◆ **DOCUMENT TEXT**:
━━━━━━

Alzheimer's blood test predicts beta-amyloid in the brain


By Lauren Davis
Thursday, 01 February, 2018


Alzheimer's blood test predicts beta-amyloid in the brain

Australian and Japanese scientists have discovered plasma biomarkers that can predict beta-amyloid deposition in the brain — the earliest pathological signature of Alzheimer’s disease.

Published in the journal Nature, their research has resulted in the creation of a minimally invasive blood test for the disease, with the potential to massively ramp up the pace of Alzheimer’s drug trials.

Beta-amyloid is an abnormal peptide and hallmark of Alzheimer’s disease that begins to build up in the brain about 30 years before any outward signs of dementia manifest. But current tests for beta-amyloid are expensive and invasive, such as brain scans with radioactive tracers and analysing spinal fluid taken via a lumbar puncture.

As a result, diagnosis is usually made without these tools, by assessing a patient’s range of symptoms. There is, therefore, an urgent need for a more cost-effective and less-invasive diagnostic tool to diagnose patients sooner and with better accuracy.

“Progress in developing new therapeutic strategies for Alzheimer’s disease has been disappointingly slow,” said Professor Colin Masters from The Florey Institute of Neuroscience and Mental Health and The University of Melbourne, who co-led the new research. “None of the three drugs currently on the market treat the underlying disease. New drugs are urgently required, and the only way to do that is to speed up the whole process.

“That requires trials with rigorous and economical patient selection, to avoid recruiting patients who may not even have Alzheimer’s disease. Due to the long timespans involved, pharmaceutical companies require accurate predictions of who is most at risk.”

━━━━━━

◆ **DATASET CONTENT**:
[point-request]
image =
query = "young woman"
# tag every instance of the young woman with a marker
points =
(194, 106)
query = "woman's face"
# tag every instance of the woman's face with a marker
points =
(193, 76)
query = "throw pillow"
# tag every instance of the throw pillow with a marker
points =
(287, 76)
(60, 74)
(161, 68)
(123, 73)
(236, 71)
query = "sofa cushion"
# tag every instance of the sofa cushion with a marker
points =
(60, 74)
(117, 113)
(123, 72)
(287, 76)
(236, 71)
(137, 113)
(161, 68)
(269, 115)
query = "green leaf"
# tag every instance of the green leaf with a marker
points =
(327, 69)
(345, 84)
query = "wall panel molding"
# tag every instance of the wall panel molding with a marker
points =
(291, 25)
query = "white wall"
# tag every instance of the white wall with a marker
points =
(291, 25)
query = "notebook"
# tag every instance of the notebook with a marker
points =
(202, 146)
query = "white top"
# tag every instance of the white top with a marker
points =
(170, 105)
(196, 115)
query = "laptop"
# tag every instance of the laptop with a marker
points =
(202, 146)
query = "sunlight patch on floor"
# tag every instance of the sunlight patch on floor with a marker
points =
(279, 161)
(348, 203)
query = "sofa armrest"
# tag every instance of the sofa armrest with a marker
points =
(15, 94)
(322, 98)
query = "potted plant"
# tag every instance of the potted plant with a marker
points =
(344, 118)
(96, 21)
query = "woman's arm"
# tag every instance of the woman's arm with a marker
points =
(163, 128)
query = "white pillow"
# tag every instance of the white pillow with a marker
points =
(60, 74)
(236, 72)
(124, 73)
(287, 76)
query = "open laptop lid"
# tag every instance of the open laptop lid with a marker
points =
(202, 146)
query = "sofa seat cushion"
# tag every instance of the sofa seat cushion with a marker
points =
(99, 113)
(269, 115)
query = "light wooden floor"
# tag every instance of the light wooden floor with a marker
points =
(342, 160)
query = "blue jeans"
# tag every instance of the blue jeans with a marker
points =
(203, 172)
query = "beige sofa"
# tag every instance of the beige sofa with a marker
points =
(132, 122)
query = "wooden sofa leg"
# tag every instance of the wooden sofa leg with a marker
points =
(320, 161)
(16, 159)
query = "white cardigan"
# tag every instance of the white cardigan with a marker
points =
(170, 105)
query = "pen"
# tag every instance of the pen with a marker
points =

━━━━━━

Continue the Alzheimer's blood test article above from where it stops.

The new test was the result of an extensive international collaboration, with the key technology, known as IP-MS (immunoprecipitation with mass spectrometry), developed by Shimadzu Corporation in Japan. Blood samples from patients in a large study from the Japanese National Center for Geriatrics and Gerontology (NCGG) were analysed to identify the relevant peptides, then tested against patient samples from the Australian Imaging, Biomarker and Lifestyle Study of Aging (AIBL) in order to validate the results.

“From a tiny blood sample, our method can measure several amyloid-related proteins, even though their concentration is extremely low,” said Shimadzu’s Dr Koichi Tanaka, who was instrumental in developing the initial blood testing procedure — and won the 2002 Nobel Prize in Chemistry as a result.

The researchers showed that the ratios of the different beta-amyloid-associated peptide fragments and a composite score can predict the level of beta-amyloid deposition in an individual’s brain. Their blood test can thus inform scientists with 90% accuracy if a patient has the very earliest stages of Alzheimer’s disease.

“Our study demonstrates the high accuracy, reliability and reproducibility of this blood test, as it was successfully validated in two independent large datasets from Japan and Australia,” said the leader of the Japanese team, Professor Katsuhiko Yanagisawa from NCGG.

The researchers suggest that their blood test has several potential applications. For example, clinical trials of disease-modifying therapies for Alzheimer’s disease are expected to be most effective when patients are at the earliest stages of the disease; the test may thus aid with the selection of suitable clinical trial participants. It could also potentially be used for population screening to identify at-risk individuals, although the authors note that its usefulness as a monitoring tool remains to be evaluated.

“This new test has the potential to eventually disrupt the expensive and invasive scanning and spinal fluid technologies,” said Professor Masters. “In the first instance, however, it will be an invaluable tool in increasing the speed of screening potential patients for new drug trials.”